=== TASK OBJECTIVE ===
Each line must appear in the answer exactly as it does in the data.

--- PROVIDED INFORMATION ---

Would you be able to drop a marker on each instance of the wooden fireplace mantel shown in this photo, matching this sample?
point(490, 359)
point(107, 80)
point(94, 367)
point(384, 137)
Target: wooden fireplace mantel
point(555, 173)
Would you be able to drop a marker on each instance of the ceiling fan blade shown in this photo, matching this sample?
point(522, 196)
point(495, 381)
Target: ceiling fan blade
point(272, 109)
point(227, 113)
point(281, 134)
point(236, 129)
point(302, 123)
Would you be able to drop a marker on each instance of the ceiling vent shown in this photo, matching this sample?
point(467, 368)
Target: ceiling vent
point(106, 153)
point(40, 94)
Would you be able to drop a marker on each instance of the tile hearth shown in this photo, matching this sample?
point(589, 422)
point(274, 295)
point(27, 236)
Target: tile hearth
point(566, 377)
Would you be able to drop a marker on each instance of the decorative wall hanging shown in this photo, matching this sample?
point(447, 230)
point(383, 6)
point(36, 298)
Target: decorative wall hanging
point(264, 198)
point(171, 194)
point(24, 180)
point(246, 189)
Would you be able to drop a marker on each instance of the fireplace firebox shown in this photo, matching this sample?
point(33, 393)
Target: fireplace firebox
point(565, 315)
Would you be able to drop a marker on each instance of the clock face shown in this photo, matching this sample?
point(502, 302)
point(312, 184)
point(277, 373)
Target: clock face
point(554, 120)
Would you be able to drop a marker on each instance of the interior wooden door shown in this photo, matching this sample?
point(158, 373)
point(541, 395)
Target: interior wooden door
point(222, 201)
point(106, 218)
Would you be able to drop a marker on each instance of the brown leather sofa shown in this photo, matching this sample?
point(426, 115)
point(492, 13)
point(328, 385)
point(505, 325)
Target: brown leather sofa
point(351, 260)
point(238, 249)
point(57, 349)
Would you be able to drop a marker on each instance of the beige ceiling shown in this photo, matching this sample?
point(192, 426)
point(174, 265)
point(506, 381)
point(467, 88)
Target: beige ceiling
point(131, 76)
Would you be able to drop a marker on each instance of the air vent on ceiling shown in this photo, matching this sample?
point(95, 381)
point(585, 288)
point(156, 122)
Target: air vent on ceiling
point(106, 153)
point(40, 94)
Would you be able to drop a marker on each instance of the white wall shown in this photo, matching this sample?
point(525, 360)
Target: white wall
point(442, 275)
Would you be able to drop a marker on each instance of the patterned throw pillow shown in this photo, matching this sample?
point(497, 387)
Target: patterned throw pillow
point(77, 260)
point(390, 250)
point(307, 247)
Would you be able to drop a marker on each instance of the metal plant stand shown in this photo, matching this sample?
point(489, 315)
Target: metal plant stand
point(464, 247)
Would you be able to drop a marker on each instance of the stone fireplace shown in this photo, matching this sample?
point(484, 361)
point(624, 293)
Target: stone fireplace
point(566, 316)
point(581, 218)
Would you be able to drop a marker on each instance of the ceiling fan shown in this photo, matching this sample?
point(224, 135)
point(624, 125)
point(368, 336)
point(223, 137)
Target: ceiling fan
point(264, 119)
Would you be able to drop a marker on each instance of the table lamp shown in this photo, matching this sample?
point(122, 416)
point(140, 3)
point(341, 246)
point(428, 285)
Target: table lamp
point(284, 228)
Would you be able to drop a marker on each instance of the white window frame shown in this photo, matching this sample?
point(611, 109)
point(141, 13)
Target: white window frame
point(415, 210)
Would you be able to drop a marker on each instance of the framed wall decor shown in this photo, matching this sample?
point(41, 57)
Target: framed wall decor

---

=== ANSWER SECTION ===
Would you be able to drop a marker on each instance of the wooden fireplace mantel shown in this photo, matching this sample?
point(490, 359)
point(107, 80)
point(94, 367)
point(384, 137)
Target: wooden fireplace mantel
point(555, 173)
Would you be able to drop a marker on each instance of the ceiling fan blade shown in this photo, matching this sample?
point(522, 196)
point(495, 381)
Target: ceiling fan blade
point(272, 109)
point(227, 113)
point(281, 134)
point(236, 129)
point(302, 123)
Would you be able to drop a marker on each instance of the ceiling vent shown in this photo, matching this sample?
point(467, 368)
Target: ceiling vent
point(106, 153)
point(40, 94)
Would you be able to drop a marker on each instance of the tile hearth shown in this photo, matching this sample?
point(589, 422)
point(274, 295)
point(27, 236)
Target: tile hearth
point(566, 377)
Would you be able to drop a marker on each instance of the decorative wall hanging shown in this photo, matching this sample?
point(447, 230)
point(383, 6)
point(36, 298)
Target: decorative wall hanging
point(264, 198)
point(171, 194)
point(24, 180)
point(246, 189)
Would you be able to drop a marker on each instance of the fireplace firebox shown in this photo, matching this sample?
point(33, 393)
Target: fireplace firebox
point(565, 315)
Would you be able to drop a marker on each instance of the clock face shown in this photo, matching this sample?
point(502, 302)
point(312, 184)
point(277, 373)
Target: clock face
point(554, 120)
Would you be able to drop a marker on each instance of the interior wooden door shown in this photo, matching this sample?
point(158, 373)
point(541, 395)
Target: interior wooden door
point(222, 201)
point(106, 218)
Would you be able to drop a marker on each instance of the brown leather sofa shown in this photo, matching this sample?
point(426, 115)
point(492, 13)
point(328, 385)
point(505, 325)
Target: brown leather sofa
point(351, 260)
point(238, 249)
point(57, 349)
Would you be able to drop a marker on each instance of the beige ceiling shown in this photo, matching this sample?
point(192, 426)
point(174, 265)
point(506, 381)
point(467, 88)
Target: beige ceiling
point(131, 76)
Would you be able to drop a marker on each instance of the air vent on ceiling shown in this photo, matching this sample?
point(95, 381)
point(585, 288)
point(156, 122)
Target: air vent on ceiling
point(106, 153)
point(40, 94)
Would you be able to drop a marker on each instance of the white wall shown in this photo, matching this sample?
point(525, 360)
Target: white wall
point(442, 275)
Would you be able to drop a marker on each instance of the patterned throw pillow shown in this photo, matching this sample?
point(497, 387)
Target: patterned throw pillow
point(77, 260)
point(390, 250)
point(307, 247)
Would you be able to drop a marker on each instance of the metal plant stand shown in this photo, matching this sample?
point(489, 315)
Target: metal plant stand
point(464, 247)
Would you be able to drop a marker on each instance of the stone fireplace shown in this photo, matching this sample?
point(484, 361)
point(624, 293)
Target: stone fireplace
point(566, 316)
point(581, 218)
Would you be able to drop a marker on each instance of the ceiling fan shown in this photo, matching this sample?
point(224, 135)
point(624, 125)
point(368, 336)
point(223, 137)
Target: ceiling fan
point(264, 119)
Would you be able to drop a marker on each instance of the table lamp shown in this photo, matching this sample?
point(122, 416)
point(140, 3)
point(341, 246)
point(428, 285)
Target: table lamp
point(284, 228)
Would you be able to drop a marker on each instance of the white window frame shown in this photo, matching this sample?
point(611, 109)
point(141, 13)
Target: white window frame
point(415, 210)
Would you be able to drop a marker on each instance of the framed wall decor shown in this photo, matching this sample?
point(41, 57)
Target: framed wall decor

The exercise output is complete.